→ TO DO
Leave out the pictures and retype, exactly, the lines below from the line with "negative clicks: (85, 54)" up to and including the line with "63L132 49L122 67V104L153", nothing more.

** THE DATA follows **

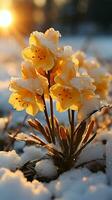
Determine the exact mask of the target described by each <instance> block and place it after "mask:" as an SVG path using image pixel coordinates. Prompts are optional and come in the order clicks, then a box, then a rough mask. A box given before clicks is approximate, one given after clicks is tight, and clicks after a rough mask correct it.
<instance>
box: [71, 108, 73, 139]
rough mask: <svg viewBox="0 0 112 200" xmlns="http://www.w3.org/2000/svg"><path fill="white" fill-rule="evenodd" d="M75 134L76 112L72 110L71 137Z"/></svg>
mask: <svg viewBox="0 0 112 200" xmlns="http://www.w3.org/2000/svg"><path fill="white" fill-rule="evenodd" d="M73 133H74V110H71V137H72V135H73Z"/></svg>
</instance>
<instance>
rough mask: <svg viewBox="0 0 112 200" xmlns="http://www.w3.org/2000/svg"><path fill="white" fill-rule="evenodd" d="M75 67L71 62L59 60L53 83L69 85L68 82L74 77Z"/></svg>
mask: <svg viewBox="0 0 112 200" xmlns="http://www.w3.org/2000/svg"><path fill="white" fill-rule="evenodd" d="M76 66H77V63H76V65H75V64H74V63H73V62H72V60H70V59H69V60H66V59H63V60H60V62H59V63H58V68H59V69H58V73H57V76H56V77H55V79H54V80H55V82H56V83H60V84H66V85H69V81H70V80H71V79H72V78H74V77H75V76H76V68H75V67H76Z"/></svg>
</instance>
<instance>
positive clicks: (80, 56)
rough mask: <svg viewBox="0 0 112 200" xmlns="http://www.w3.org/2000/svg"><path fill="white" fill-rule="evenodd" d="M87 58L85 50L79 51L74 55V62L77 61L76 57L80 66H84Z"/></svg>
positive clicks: (78, 65) (72, 56)
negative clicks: (85, 54)
mask: <svg viewBox="0 0 112 200" xmlns="http://www.w3.org/2000/svg"><path fill="white" fill-rule="evenodd" d="M85 58H86V55H85V53H84V52H83V51H77V52H75V53H74V54H73V56H72V60H73V62H75V60H76V59H77V60H78V66H79V67H83V64H84V60H85Z"/></svg>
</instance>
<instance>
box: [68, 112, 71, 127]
mask: <svg viewBox="0 0 112 200" xmlns="http://www.w3.org/2000/svg"><path fill="white" fill-rule="evenodd" d="M68 120H69V124H70V125H71V115H70V109H69V110H68Z"/></svg>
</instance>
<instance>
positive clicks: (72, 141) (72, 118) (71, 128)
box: [70, 110, 74, 156]
mask: <svg viewBox="0 0 112 200" xmlns="http://www.w3.org/2000/svg"><path fill="white" fill-rule="evenodd" d="M70 125H71V137H70V156H71V154H72V146H73V137H74V135H73V134H74V110H71V124H70Z"/></svg>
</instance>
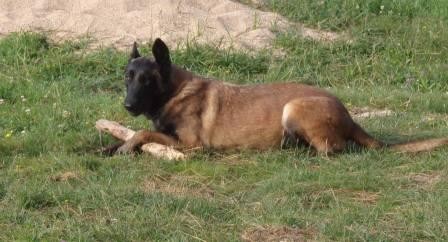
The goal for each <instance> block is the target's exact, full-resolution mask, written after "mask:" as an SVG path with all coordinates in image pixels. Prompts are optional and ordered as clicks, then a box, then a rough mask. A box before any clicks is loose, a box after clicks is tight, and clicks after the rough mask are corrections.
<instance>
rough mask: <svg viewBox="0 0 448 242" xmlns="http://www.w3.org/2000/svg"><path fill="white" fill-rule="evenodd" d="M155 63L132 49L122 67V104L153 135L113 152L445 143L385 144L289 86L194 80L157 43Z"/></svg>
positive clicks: (337, 114) (149, 133) (440, 138)
mask: <svg viewBox="0 0 448 242" xmlns="http://www.w3.org/2000/svg"><path fill="white" fill-rule="evenodd" d="M152 52H153V55H154V58H155V60H154V61H153V60H151V59H148V58H145V57H140V54H139V53H138V50H137V47H136V44H135V43H134V47H133V50H132V54H131V58H130V60H129V63H128V65H127V67H126V88H127V96H126V100H125V103H124V106H125V107H126V109H127V110H128V111H129V112H130V113H131V114H133V115H135V116H137V115H140V114H143V115H145V116H146V117H147V118H148V119H151V120H152V121H153V124H154V126H155V129H156V131H154V132H153V131H146V130H143V131H139V132H137V133H136V135H135V136H134V137H133V138H132V139H130V140H129V141H127V142H126V143H125V144H124V145H122V146H121V147H120V148H119V149H118V152H120V153H126V152H131V151H134V150H136V149H137V148H138V147H139V146H141V145H142V144H145V143H149V142H156V143H160V144H164V145H169V146H174V147H176V148H190V147H210V148H216V149H229V148H254V149H261V150H264V149H269V148H279V147H281V145H282V143H283V142H282V141H283V140H284V139H285V138H292V139H294V140H295V141H304V142H306V143H307V144H308V145H311V146H312V147H314V148H315V149H316V150H317V151H318V152H323V153H333V152H337V151H340V150H342V149H344V147H345V145H346V143H347V141H349V140H352V141H354V142H356V143H358V144H360V145H362V146H365V147H368V148H379V147H384V146H390V147H392V148H394V149H396V150H398V151H406V152H418V151H425V150H431V149H433V148H436V147H438V146H441V145H443V144H448V138H440V139H429V140H424V141H415V142H409V143H403V144H395V145H387V144H384V143H382V142H380V141H378V140H376V139H374V138H372V137H371V136H370V135H368V134H367V133H366V132H365V131H364V130H363V129H362V128H361V127H360V126H359V125H358V124H356V123H355V122H354V121H353V119H352V118H351V117H350V115H349V113H348V112H347V110H346V108H345V107H344V106H343V104H342V103H341V102H340V101H339V100H338V99H337V98H336V97H335V96H333V95H331V94H329V93H328V92H326V91H324V90H322V89H319V88H315V87H312V86H307V85H301V84H295V83H278V84H261V85H247V86H237V85H232V84H227V83H224V82H220V81H215V80H210V79H207V78H203V77H199V76H196V75H194V74H193V73H191V72H189V71H186V70H183V69H181V68H179V67H177V66H175V65H174V64H172V63H171V60H170V54H169V50H168V47H167V46H166V45H165V43H164V42H163V41H162V40H160V39H156V41H155V42H154V45H153V48H152Z"/></svg>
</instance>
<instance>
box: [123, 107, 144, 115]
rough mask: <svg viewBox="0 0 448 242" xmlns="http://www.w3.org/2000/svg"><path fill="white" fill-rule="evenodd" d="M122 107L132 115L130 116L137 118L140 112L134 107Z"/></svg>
mask: <svg viewBox="0 0 448 242" xmlns="http://www.w3.org/2000/svg"><path fill="white" fill-rule="evenodd" d="M124 107H125V108H126V110H127V111H128V112H129V113H130V114H131V115H132V116H138V115H140V114H141V112H140V111H139V109H138V108H137V107H134V106H126V105H124Z"/></svg>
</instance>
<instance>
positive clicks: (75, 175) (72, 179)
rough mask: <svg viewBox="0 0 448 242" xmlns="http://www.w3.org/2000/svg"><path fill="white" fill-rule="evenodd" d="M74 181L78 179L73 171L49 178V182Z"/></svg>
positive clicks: (56, 175)
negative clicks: (74, 180)
mask: <svg viewBox="0 0 448 242" xmlns="http://www.w3.org/2000/svg"><path fill="white" fill-rule="evenodd" d="M74 179H79V176H78V174H76V173H75V172H73V171H67V172H63V173H60V174H57V175H55V176H53V177H51V180H53V181H58V182H59V181H68V180H74Z"/></svg>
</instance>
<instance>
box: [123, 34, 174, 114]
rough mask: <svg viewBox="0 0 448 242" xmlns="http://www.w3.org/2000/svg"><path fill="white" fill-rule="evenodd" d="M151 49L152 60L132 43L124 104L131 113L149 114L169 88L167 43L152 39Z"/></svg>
mask: <svg viewBox="0 0 448 242" xmlns="http://www.w3.org/2000/svg"><path fill="white" fill-rule="evenodd" d="M152 52H153V55H154V58H155V61H152V60H150V59H149V58H145V57H141V56H140V54H139V52H138V50H137V46H136V43H134V47H133V49H132V53H131V58H130V59H129V62H128V65H127V66H126V74H125V83H126V92H127V94H126V99H125V101H124V106H125V108H126V109H127V110H128V111H129V112H130V113H131V114H132V115H134V116H137V115H140V114H144V115H145V116H147V117H149V118H152V117H154V116H155V115H156V114H157V112H158V111H159V110H160V108H161V107H163V105H164V104H165V103H166V101H167V100H168V98H169V95H170V93H171V91H172V85H171V60H170V56H169V50H168V47H167V46H166V45H165V43H163V41H162V40H160V39H156V41H155V42H154V45H153V48H152Z"/></svg>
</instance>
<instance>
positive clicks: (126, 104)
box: [124, 103, 135, 112]
mask: <svg viewBox="0 0 448 242" xmlns="http://www.w3.org/2000/svg"><path fill="white" fill-rule="evenodd" d="M124 107H125V108H126V109H127V110H128V111H130V112H132V111H135V107H134V106H132V104H129V103H125V104H124Z"/></svg>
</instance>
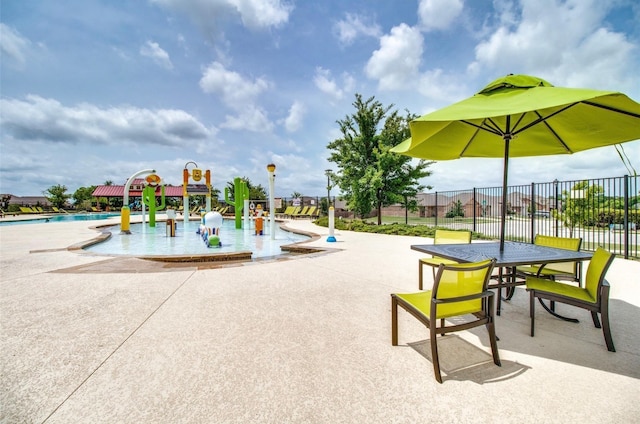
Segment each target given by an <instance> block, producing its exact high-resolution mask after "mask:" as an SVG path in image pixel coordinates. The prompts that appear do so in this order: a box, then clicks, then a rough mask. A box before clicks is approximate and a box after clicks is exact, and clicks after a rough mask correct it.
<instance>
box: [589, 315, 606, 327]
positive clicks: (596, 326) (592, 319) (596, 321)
mask: <svg viewBox="0 0 640 424" xmlns="http://www.w3.org/2000/svg"><path fill="white" fill-rule="evenodd" d="M591 319H592V320H593V325H594V326H595V327H596V328H602V326H601V325H600V320H599V319H598V313H597V312H596V311H591ZM603 320H604V318H603Z"/></svg>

** End of THE DATA **

→ WRITTEN SOLUTION
negative clicks: (85, 54)
mask: <svg viewBox="0 0 112 200" xmlns="http://www.w3.org/2000/svg"><path fill="white" fill-rule="evenodd" d="M85 58H86V55H85V53H84V52H83V51H77V52H75V53H74V54H73V56H72V60H73V62H75V60H76V59H77V60H78V66H79V67H83V64H84V60H85Z"/></svg>
</instance>
<instance>
box: [68, 112, 71, 127]
mask: <svg viewBox="0 0 112 200" xmlns="http://www.w3.org/2000/svg"><path fill="white" fill-rule="evenodd" d="M68 120H69V124H70V125H71V115H70V109H69V110H68Z"/></svg>
</instance>
<instance>
positive clicks: (72, 141) (72, 118) (71, 128)
box: [70, 110, 74, 156]
mask: <svg viewBox="0 0 112 200" xmlns="http://www.w3.org/2000/svg"><path fill="white" fill-rule="evenodd" d="M70 125H71V137H70V156H71V154H72V146H73V137H74V135H73V134H74V110H71V124H70Z"/></svg>
</instance>
The goal for each <instance> block is the target's exact, full-resolution mask, written after "mask:" as an SVG path with all coordinates in image pixels. Prompts are optional and ordered as clicks, then a box, then a rough mask. A box before any clicks is loose, a box after clicks is tight, and clicks after the rough mask are corrections.
<instance>
rough mask: <svg viewBox="0 0 448 242" xmlns="http://www.w3.org/2000/svg"><path fill="white" fill-rule="evenodd" d="M155 63L132 49L122 67V104L153 135L113 152L445 143L385 144L289 86L194 80L157 43Z"/></svg>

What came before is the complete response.